DATA PROVIDED —
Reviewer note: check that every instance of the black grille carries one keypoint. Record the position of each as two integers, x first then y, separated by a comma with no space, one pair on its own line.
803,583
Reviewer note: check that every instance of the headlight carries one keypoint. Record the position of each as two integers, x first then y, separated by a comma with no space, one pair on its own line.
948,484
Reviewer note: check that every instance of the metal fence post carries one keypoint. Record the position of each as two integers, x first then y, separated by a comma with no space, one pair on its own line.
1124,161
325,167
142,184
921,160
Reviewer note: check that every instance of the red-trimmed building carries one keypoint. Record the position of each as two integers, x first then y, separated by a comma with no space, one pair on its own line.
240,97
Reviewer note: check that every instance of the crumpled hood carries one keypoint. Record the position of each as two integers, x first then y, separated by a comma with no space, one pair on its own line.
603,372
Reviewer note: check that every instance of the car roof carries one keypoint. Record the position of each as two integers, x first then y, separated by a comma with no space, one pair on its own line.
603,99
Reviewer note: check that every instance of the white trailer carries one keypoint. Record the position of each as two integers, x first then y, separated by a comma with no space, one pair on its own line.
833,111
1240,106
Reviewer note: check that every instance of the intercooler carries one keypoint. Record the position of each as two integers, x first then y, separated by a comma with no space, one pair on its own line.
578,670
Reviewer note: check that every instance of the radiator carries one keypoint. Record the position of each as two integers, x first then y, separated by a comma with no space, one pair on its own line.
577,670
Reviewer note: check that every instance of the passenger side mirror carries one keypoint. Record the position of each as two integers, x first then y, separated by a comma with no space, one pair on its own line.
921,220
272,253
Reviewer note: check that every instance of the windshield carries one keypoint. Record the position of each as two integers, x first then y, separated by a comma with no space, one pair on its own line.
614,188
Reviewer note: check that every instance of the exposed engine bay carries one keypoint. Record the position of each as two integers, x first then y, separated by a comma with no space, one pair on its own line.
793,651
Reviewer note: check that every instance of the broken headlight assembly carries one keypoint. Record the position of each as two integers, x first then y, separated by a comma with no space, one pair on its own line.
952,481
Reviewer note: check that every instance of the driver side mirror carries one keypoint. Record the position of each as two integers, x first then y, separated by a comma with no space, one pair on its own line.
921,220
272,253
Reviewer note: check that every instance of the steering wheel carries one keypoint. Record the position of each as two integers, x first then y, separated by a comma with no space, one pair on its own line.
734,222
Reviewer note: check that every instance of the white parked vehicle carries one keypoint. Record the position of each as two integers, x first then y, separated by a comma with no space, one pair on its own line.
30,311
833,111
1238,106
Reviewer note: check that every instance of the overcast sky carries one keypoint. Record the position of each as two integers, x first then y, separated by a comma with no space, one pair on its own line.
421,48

INSTRUCTIONS FOR THE TASK —
Copy every item above word for word, with each line unchanged.

WRITTEN RESPONSE —
Reviewer note: check that every instance of the black grille carries one keypoint. Record the position of each as two integers, x first then y, separated by a comma with no space, one pair on its own line.
803,583
Reviewer note: check that every instance of the headlight carries one keypoint. Record the position of each as two integers, x first then y, separated by a comma with no space, one pair on its own line.
948,484
Reviewer note: check that every instance of the metal fence post carries one keypoint. Record the position of each as two integers, x first then y, separated by a comma with no space, one pair on its own line.
1124,161
325,167
142,184
921,160
Reviewer note: check that every instance of the red-trimmed building carries one keypoint. Record the position of each as two integers, x first then y, separated by a comma with no space, one pair on its own line.
240,97
Reviewer note: check that every instance of the crumpled hood carries one keypoint. Record the position of each as two integers, x first then y, separated by a comma with no space, one pair on its own line.
603,372
Reviewer note: check that every instance of the car roof carries one keypoint. Record the position of each as two integers, x first then y, separated by a comma with no space, one pair on its own line.
603,99
Reviewer note: check that every instance of the white trailer carries one keypoint. Record the position of each as two integers, x first then y, separated by a comma with no space, one pair on its own line.
833,111
1240,106
Reviewer note: check that every instance of the intercooler carries one keypoint. Record the position of each as two integers, x first then y, separated by a comma with no space, one pair on its own line.
578,670
Reviewer note: check that every instance of the radiator carries one keypoint. Record the position of each as two integers, x first then y, separated by a comma with no space, one pair on its own line.
577,670
Reviewer note: check that every instance of the passenger side mirror carries one keypoint. Record the position of each as two integers, x first then y, separated by a comma with no space, one pair on its own line.
921,220
272,253
Reviewer note: check that every instance of the windshield carries one keypoint. Record the position of each as two integers, x first then y, separated by a comma with no space, one pair on its own line.
614,188
Reviewer note: check that every instance of the exposed engine bay carries one keypoint. Record the position of each as two integers, x first then y, separated by a comma with no space, one pair on its own line.
793,651
Reviewer note: check that every instance of the broken headlight assembly carries one keypoint. Record the position of each as two integers, x first then y, separated by a comma with no space, one pair on its own line.
952,481
Reviewer note: check that every instance of the driver side mirror carries one keypoint. Record the position of each as two integers, x first then y, separated by a comma with no space, one pair on its own line.
921,220
272,253
Reviewer note: check that every instance of the steering wheel carries one keypoint. Record the position of each as two integers, x first then y, separated by a comma with no space, one pair on its own line.
734,222
Reviewer note: check that every instance of the white parked vehicle carries one keypoint. Record the position of each as two integers, x first then y, separated by a comma with no space, one pair on its own line.
30,311
833,111
1238,106
Reviewer note: check that every instance of the overcast sky carries one keypoint. Record the position of each as two integers, x first then y, separated by a comma with no space, one pair on its own line.
421,48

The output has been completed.